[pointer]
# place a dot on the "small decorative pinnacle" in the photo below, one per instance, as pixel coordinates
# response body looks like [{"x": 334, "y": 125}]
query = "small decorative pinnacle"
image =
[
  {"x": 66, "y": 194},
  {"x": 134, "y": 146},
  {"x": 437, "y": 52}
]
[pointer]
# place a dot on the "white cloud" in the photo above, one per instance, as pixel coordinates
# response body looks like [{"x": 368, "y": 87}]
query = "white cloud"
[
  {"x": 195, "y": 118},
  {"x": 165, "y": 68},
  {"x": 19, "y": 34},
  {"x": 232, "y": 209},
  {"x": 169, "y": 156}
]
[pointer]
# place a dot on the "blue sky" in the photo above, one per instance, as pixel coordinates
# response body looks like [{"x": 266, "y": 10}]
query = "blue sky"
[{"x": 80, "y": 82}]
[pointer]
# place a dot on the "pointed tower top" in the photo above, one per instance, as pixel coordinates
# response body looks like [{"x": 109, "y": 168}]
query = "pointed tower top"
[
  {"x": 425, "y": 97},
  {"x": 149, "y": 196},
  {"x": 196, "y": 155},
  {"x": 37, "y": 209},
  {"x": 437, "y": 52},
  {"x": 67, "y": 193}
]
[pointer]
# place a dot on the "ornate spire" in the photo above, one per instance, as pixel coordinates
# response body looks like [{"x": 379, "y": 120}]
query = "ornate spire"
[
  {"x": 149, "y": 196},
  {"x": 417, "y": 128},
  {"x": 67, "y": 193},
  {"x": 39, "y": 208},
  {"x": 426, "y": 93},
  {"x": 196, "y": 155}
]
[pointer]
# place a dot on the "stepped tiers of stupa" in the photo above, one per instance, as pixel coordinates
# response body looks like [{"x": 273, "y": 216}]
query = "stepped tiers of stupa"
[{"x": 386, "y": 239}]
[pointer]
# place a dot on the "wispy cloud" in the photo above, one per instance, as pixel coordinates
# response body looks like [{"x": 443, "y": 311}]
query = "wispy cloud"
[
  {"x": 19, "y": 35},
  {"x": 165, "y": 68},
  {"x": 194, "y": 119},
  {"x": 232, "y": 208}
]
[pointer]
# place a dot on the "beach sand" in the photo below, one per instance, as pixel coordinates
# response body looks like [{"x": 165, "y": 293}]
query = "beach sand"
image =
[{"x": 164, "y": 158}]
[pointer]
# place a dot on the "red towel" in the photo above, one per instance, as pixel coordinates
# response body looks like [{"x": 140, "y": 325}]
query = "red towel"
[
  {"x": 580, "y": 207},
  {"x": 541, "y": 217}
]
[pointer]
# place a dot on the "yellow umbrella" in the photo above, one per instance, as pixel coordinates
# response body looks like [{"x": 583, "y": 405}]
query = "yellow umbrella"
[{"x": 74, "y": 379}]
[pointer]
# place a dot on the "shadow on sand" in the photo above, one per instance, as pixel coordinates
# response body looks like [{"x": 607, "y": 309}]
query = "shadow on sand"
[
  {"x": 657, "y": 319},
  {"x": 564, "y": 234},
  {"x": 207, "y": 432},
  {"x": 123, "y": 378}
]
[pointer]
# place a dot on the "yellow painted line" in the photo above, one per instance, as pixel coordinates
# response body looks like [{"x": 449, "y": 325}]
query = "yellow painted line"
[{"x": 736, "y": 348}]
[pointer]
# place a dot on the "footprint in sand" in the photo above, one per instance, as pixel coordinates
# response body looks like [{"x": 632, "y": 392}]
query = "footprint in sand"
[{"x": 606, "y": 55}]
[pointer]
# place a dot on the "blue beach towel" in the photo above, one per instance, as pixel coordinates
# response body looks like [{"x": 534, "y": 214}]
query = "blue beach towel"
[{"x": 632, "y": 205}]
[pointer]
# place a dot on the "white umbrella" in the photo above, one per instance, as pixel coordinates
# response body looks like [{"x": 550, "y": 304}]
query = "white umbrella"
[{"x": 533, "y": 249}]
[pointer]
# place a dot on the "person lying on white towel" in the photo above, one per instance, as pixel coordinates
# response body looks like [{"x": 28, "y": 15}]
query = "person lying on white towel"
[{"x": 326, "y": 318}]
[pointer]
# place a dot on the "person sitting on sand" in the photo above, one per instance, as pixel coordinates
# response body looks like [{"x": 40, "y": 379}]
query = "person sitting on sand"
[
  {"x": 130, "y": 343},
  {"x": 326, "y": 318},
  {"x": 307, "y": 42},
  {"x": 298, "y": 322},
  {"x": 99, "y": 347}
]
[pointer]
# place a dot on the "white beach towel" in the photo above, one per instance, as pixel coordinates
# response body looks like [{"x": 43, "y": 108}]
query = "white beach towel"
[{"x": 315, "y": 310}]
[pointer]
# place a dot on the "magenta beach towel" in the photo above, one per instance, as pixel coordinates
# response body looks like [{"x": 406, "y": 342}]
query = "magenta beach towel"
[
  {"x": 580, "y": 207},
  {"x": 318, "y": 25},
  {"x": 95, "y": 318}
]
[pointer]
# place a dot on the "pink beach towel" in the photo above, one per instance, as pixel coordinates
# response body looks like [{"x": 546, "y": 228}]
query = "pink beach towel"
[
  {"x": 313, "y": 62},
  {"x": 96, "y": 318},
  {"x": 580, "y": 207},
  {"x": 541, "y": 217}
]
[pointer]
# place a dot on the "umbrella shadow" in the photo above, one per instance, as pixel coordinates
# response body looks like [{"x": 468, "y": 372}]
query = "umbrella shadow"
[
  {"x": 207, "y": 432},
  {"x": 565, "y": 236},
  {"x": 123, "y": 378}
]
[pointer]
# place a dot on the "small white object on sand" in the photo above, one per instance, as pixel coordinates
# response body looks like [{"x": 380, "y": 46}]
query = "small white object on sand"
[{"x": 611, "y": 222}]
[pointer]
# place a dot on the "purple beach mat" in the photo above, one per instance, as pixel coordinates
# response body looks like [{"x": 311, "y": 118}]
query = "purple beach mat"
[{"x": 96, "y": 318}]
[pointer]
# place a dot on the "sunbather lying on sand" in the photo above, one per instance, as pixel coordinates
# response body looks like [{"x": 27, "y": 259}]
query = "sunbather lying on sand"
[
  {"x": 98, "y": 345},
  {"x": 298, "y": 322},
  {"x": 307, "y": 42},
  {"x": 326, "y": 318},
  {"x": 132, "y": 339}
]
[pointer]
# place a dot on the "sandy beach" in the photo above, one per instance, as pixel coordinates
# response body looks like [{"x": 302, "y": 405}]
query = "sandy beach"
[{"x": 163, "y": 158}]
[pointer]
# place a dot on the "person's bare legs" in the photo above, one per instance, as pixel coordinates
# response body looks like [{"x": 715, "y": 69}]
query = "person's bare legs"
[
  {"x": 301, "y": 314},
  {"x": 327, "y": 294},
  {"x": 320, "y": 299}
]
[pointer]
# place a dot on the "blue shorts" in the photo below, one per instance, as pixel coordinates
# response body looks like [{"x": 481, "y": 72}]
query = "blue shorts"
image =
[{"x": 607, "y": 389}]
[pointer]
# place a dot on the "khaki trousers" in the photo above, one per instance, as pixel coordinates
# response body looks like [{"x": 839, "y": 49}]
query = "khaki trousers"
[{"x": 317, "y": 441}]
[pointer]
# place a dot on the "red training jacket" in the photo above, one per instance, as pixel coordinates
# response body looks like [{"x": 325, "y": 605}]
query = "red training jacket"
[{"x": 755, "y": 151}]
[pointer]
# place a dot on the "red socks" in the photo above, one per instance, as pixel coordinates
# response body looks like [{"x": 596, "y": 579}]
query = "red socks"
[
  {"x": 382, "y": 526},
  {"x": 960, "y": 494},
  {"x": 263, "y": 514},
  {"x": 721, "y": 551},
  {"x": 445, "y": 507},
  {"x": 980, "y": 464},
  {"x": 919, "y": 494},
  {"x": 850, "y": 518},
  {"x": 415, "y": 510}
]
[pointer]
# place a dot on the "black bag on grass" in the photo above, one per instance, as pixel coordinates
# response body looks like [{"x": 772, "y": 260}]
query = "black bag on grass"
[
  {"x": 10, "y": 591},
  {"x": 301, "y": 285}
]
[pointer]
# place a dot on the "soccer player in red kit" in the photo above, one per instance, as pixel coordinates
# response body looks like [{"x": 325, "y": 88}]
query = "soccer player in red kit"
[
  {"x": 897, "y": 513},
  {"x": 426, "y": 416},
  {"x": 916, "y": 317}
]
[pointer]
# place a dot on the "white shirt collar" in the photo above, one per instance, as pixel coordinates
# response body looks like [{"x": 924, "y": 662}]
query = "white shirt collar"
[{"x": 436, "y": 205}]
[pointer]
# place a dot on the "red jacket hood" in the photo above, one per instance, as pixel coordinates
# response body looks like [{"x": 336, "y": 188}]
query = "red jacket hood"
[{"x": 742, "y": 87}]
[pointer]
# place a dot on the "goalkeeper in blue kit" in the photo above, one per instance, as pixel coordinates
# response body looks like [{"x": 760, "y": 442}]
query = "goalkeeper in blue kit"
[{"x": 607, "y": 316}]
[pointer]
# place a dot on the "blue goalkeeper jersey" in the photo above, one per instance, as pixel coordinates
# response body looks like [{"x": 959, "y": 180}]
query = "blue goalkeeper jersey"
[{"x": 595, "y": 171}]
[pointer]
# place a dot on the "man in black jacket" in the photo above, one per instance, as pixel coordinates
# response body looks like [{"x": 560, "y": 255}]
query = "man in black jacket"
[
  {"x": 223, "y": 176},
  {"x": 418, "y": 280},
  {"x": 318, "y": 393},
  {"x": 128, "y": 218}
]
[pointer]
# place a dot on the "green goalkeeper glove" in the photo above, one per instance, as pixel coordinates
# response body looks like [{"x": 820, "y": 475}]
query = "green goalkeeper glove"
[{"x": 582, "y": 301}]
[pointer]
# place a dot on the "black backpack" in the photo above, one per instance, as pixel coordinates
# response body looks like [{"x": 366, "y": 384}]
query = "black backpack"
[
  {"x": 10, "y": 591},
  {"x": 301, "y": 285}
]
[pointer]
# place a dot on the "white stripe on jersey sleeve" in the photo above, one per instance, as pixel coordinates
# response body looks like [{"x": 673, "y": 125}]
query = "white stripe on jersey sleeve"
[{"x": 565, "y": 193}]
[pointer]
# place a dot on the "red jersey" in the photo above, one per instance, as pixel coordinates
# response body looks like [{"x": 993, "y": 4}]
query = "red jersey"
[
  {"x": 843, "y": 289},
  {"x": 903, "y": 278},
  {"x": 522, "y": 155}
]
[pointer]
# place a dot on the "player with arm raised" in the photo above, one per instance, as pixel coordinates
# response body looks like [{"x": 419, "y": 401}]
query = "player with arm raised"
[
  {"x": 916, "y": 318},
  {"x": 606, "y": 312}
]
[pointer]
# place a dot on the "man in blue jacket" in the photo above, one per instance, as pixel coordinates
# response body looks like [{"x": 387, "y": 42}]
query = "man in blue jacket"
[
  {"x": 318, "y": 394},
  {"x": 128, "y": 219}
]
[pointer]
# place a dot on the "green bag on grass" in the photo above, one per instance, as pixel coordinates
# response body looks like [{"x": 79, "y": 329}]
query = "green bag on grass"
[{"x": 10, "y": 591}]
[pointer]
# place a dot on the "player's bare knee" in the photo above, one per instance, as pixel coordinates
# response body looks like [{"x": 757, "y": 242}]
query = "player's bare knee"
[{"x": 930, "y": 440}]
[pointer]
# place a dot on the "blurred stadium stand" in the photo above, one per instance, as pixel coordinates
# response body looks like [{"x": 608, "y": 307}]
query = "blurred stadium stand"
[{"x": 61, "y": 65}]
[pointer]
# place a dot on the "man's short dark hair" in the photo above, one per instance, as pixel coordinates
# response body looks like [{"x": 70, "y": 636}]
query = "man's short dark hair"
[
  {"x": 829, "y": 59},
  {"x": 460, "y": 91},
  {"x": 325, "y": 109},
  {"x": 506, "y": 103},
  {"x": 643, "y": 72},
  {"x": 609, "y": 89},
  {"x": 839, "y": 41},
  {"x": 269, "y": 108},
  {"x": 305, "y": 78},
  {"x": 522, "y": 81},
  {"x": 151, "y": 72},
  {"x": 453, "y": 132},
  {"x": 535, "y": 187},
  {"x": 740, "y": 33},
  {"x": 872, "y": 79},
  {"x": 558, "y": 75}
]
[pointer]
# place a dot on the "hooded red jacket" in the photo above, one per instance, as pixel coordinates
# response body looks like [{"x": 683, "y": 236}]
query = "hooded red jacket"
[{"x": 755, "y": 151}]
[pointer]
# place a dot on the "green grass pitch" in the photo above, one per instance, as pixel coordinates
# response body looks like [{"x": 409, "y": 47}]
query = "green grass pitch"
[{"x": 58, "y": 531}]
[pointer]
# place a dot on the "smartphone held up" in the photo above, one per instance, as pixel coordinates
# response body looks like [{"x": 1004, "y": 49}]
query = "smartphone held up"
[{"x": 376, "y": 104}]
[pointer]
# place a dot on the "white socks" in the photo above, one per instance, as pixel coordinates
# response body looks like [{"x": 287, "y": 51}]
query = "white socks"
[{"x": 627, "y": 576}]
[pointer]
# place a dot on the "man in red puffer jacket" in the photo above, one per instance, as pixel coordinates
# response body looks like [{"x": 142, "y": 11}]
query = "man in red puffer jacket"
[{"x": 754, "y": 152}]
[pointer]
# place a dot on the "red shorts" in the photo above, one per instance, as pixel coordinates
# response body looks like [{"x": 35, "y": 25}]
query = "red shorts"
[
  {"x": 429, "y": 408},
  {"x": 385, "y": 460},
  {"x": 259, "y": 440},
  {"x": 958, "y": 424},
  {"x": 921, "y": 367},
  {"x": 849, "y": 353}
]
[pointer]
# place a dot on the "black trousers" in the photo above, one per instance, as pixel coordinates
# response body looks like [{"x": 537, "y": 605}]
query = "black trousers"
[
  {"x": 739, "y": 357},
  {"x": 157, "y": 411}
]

**Short problem:** Gather every line of the records above that contains the word "knee", matching case exactly, and copy each one.

**Full answer:**
# place a dot on the "player's bare knee" in the photo above, one per instance, as pixel coordinates
query = "player's bare knee"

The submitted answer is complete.